### Task objective
In the records below, find the line holding "Inside each <instance>, the" and the line holding "box: [48, 84, 125, 137]". Set down both, with every line between them, exactly.

### Data for processing

§

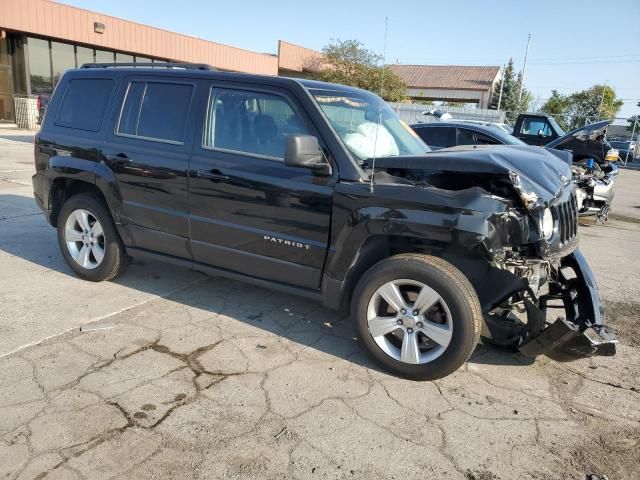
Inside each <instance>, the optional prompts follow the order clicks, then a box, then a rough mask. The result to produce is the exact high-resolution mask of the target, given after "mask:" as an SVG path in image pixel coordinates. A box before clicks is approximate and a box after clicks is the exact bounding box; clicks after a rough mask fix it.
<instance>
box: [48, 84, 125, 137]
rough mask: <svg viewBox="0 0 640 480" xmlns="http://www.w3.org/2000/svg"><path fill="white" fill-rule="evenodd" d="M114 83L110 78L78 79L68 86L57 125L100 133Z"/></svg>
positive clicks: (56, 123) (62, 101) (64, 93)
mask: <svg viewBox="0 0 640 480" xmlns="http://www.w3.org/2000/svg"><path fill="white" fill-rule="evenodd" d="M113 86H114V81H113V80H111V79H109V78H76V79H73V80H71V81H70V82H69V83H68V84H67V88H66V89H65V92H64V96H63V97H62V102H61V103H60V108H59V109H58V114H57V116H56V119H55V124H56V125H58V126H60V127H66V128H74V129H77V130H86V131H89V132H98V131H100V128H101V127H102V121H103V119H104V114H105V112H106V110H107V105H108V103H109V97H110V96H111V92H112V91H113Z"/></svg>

§

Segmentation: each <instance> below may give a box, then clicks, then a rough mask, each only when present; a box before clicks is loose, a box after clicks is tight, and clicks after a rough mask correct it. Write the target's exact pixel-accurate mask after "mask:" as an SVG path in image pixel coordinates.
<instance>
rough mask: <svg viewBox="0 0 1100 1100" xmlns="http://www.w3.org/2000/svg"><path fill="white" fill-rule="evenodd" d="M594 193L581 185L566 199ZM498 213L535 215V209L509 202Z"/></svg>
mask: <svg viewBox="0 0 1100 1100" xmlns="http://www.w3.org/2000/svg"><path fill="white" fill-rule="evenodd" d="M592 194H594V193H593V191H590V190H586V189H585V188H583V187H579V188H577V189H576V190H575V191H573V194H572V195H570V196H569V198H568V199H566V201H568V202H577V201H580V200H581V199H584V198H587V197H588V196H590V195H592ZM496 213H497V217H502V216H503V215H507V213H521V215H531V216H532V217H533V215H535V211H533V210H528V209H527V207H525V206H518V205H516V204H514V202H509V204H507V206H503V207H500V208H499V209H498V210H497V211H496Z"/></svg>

§

### Answer box
Inside each <instance>, the optional prompts follow the order clicks, then a box, then a rough mask. The result to produce is the exact high-resolution mask of the target, given after "mask:" as an SVG path in image pixel coordinates. A box before clicks is approximate and a box after clicks is the exact bounding box; clicks after a rough mask fix it.
<instance>
box: [48, 84, 125, 137]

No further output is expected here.